* _ACTIONS TO TAKE_
#1 Set down the part of the project A4 description that begins at the words "In the second" and stops after the words "the run-time system.", copied exactly.
#2 From the second block of records, pull out the lines that begin at the one containing "For every <instance>" and stop after the one containing "negative clicks: (262, 510)", and repeat them exactly.

* _PASSAGE TO READ_

A4: Characterisation and Analysis of Invasive Algorithmic Patterns
Principal Investigators:
Prof. M. Bader, Dr. S. Wildermann
Scientific Researchers:
J. Spieck, B. Pourmohseni, A. Pöppl, M. Wille, Dr. J. Falk
Abstract
Project A4 characterises, investigates existing and develops novel invasive algorithmic patterns, which are motivated by applications from project area D. Using design space exploration (DSE), we precompute operating points to achieve desired quality numbers (performance, energy consumption, etc.) of applications.
In the second funding phase, we addressed three major research questions:
- How can we derive knowledge about an application’s performance and pass it to the run-time system? Together with Projects A1 and C2, we developed the ActorX10 library. The use of actor-based design for InvadeX10 applications realises a separation of computation and communication and automatically serves as a design entry for a subsequent DSE. The DSE obtains multiple operating points with different trade-offs between resource requirements and achievable quality numbers. This information is passed to the run-time system.

* _DATA FOR ANALYSIS_
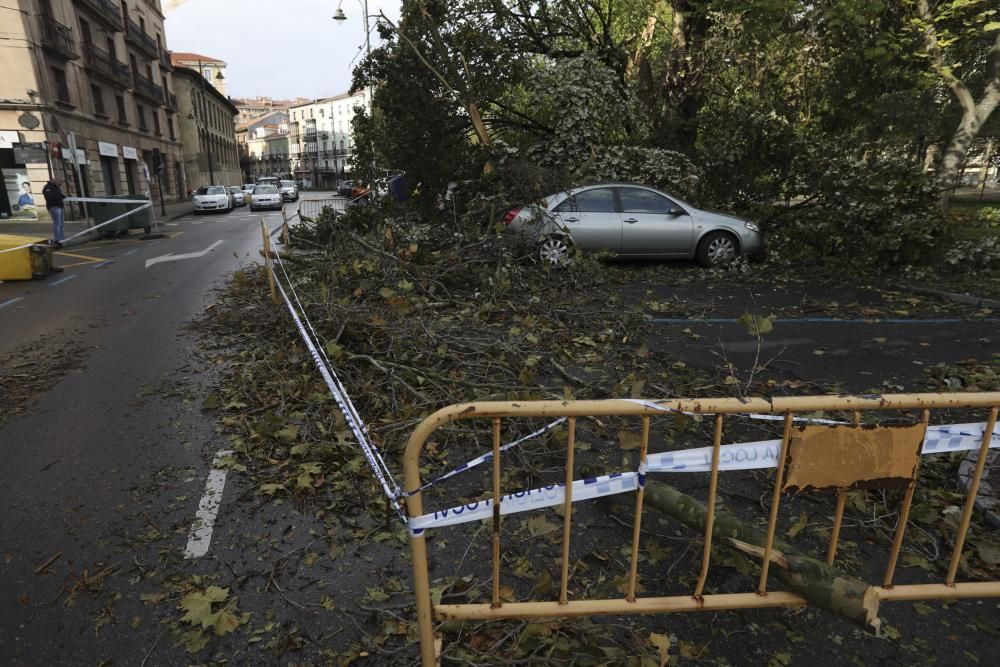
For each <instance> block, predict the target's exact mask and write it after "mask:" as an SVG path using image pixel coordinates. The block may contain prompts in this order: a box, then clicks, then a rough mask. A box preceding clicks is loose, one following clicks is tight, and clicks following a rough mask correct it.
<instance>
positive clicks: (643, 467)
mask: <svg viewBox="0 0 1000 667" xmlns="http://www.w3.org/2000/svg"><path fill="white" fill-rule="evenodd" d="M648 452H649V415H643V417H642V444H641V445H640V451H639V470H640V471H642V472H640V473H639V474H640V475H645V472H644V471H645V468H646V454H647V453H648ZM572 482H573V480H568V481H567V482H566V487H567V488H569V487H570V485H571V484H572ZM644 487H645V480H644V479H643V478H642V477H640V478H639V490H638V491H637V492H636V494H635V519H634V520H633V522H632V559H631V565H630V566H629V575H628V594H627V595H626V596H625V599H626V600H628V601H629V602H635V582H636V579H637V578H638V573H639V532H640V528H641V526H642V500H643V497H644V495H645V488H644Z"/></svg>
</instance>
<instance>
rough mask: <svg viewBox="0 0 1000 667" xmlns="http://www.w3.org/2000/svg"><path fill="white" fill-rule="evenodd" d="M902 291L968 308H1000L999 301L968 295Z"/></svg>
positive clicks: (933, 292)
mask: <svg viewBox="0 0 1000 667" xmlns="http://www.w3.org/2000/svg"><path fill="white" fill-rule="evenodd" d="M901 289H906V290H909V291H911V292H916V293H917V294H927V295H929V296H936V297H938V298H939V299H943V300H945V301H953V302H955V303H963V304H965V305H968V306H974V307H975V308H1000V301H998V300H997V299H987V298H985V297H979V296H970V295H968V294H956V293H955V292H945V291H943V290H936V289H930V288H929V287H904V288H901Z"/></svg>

...

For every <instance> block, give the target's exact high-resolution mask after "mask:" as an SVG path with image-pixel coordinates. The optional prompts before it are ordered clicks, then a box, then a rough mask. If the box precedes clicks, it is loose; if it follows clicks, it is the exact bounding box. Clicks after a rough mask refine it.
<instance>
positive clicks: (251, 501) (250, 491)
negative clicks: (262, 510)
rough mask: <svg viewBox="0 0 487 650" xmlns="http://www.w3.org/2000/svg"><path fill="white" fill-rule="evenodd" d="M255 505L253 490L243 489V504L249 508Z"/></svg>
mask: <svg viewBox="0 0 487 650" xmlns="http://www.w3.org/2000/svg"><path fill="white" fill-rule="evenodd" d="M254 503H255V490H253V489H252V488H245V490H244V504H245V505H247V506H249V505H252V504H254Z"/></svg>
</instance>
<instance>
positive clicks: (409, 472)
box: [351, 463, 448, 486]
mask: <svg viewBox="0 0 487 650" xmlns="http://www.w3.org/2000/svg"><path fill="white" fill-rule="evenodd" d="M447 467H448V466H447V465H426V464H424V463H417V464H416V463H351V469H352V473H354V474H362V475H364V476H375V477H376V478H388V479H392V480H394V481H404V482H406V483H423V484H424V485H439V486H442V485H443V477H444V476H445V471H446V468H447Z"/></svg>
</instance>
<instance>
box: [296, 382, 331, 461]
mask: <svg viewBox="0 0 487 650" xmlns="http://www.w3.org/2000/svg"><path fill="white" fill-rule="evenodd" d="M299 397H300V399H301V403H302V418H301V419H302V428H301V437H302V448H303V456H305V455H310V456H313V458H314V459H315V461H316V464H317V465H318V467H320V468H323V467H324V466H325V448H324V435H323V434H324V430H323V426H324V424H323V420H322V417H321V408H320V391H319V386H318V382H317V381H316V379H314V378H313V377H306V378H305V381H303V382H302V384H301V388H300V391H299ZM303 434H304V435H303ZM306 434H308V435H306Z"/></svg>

* _ANSWERS TO THE PROBLEMS_
#1
In the second funding phase, we addressed three major research questions:
- How can we derive knowledge about an application’s performance and pass it to the run-time system? Together with Projects A1 and C2, we developed the ActorX10 library. The use of actor-based design for InvadeX10 applications realises a separation of computation and communication and automatically serves as a design entry for a subsequent DSE. The DSE obtains multiple operating points with different trade-offs between resource requirements and achievable quality numbers. This information is passed to the run-time system.

#2
For every <instance> block, give the target's exact high-resolution mask after "mask:" as an SVG path with image-pixel coordinates. The optional prompts before it are ordered clicks, then a box, then a rough mask. If the box precedes clicks, it is loose; if it follows clicks, it is the exact bounding box. Clicks after a rough mask refine it.
<instance>
positive clicks: (251, 501) (250, 491)
negative clicks: (262, 510)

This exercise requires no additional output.